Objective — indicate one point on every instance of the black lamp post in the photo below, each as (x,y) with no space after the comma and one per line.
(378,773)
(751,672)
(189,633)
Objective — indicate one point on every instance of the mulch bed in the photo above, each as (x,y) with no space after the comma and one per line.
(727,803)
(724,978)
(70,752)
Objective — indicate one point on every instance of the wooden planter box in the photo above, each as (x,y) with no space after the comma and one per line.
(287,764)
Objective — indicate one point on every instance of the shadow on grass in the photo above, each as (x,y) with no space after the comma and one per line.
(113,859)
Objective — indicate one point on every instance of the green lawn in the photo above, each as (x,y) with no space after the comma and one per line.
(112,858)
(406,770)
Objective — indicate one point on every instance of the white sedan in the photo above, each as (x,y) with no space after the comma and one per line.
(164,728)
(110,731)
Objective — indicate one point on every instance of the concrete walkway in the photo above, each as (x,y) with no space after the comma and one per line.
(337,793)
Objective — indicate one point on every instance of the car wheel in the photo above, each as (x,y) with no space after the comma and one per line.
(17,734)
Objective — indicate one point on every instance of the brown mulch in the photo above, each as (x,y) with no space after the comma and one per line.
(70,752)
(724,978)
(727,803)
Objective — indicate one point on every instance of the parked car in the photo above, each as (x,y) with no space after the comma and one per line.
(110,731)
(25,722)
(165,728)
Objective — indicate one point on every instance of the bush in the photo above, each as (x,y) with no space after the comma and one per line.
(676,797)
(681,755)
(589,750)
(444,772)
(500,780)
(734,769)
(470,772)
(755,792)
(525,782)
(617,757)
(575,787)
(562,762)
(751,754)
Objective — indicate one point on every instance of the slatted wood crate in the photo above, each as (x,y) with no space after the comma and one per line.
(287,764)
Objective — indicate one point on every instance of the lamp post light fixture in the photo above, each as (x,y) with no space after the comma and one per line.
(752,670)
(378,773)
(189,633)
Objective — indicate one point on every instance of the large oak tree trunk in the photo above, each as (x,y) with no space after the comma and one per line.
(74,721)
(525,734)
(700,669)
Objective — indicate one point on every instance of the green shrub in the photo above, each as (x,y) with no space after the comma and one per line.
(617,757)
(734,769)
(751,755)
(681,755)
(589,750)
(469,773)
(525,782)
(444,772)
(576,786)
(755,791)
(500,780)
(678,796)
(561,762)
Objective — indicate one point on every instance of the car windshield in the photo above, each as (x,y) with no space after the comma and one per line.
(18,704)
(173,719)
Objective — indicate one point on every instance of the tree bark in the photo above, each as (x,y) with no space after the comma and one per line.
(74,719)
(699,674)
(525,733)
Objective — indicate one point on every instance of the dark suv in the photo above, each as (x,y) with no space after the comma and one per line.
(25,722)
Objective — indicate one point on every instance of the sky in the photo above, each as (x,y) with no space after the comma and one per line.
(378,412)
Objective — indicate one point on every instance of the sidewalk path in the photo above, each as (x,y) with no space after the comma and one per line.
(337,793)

---+---

# [Exercise aim]
Please print out every record exactly as it is written.

# [Response to this task]
Objective — indicate one point on every instance of the black lamp post in the photo below, each as (x,y) with no space after the comma and one per line.
(378,773)
(751,672)
(189,633)
Objective — indicate one point on every instance of the mulch bed in the photo above, each as (x,y) with no space after the comma and one per line.
(727,803)
(724,978)
(70,752)
Objective — indicate one point on every instance of the wooden planter box in the photo above, each as (x,y) with no space after the comma and one per line.
(287,764)
Objective — indicate one point on every instance of the shadow on grass in the photo above, each as (x,y) with no space after the comma and one per line.
(113,859)
Objective — indicate one point on every instance of the green lawn in the photo above, each as (x,y) with no space after the comma and one per line.
(112,858)
(406,770)
Objective — indicate one point on every instance of the white sedan in the photo above, each as (x,y) with no space after the comma and one per line.
(164,728)
(110,731)
Objective — indicate one point on every instance of the concrete walkway in the photo above, each as (x,y) with no space after the comma and one per line.
(337,793)
Objective — indicate one point on every instance of the car wheel in the photo above, each as (x,y) with no space after the comma and one per line.
(17,734)
Objective — indicate one point on every instance of the brown mulch in the photo above, each as (x,y) with no space after the comma and one per line.
(70,752)
(724,978)
(727,803)
Objective — indicate one point on every instance of the parked car in the photo above, each as (x,y) with no space after the comma and one per line.
(110,731)
(25,722)
(165,728)
Objective — indicate one point on every instance of the bush in the photo above, each as (x,y) with no space after the comma and one per line.
(676,797)
(681,755)
(589,750)
(444,772)
(500,780)
(734,769)
(470,772)
(755,792)
(525,782)
(617,757)
(575,787)
(562,762)
(751,754)
Objective — indicate one point on every instance of the slatted wood crate in the photo above, each as (x,y) with no space after the comma and one per line.
(287,764)
Objective — indicate one point on every instance of the lamp post light fixture in the photo above, each as (x,y) with no space after the comma and one per line.
(752,670)
(378,773)
(189,633)
Objective — indicate one point on every instance of the large oak tree trunk in the photo above, each as (x,y) with no space after the comma and one per line.
(74,721)
(525,734)
(700,669)
Objective — indicate one point on every instance of the green shrub in the photo above, each as (x,y) with no space after the comma and one per line.
(617,757)
(734,769)
(751,755)
(681,755)
(589,750)
(469,773)
(525,782)
(444,772)
(576,786)
(755,791)
(500,780)
(678,796)
(561,762)
Objective — indicate one point on every instance of the car windshield in the photo above, each as (x,y) with no space after the comma and one per line.
(18,704)
(173,719)
Objective — indicate one point on every instance of the tree bark in the photo above, each as (x,y) with no space after the comma and one per line.
(74,719)
(699,674)
(525,733)
Objective — indicate one point on every instance of the dark suv in the photo above, each as (x,y) with no space after the comma and one per line.
(25,722)
Objective — indicate one point on every instance of the sky in the photo above, each as (x,y) with no space after the comma and one per line.
(378,412)
Objective — indicate one point on every instance of the sidewalk path in the photo above, each as (x,y) with no space after the comma and one per line.
(337,793)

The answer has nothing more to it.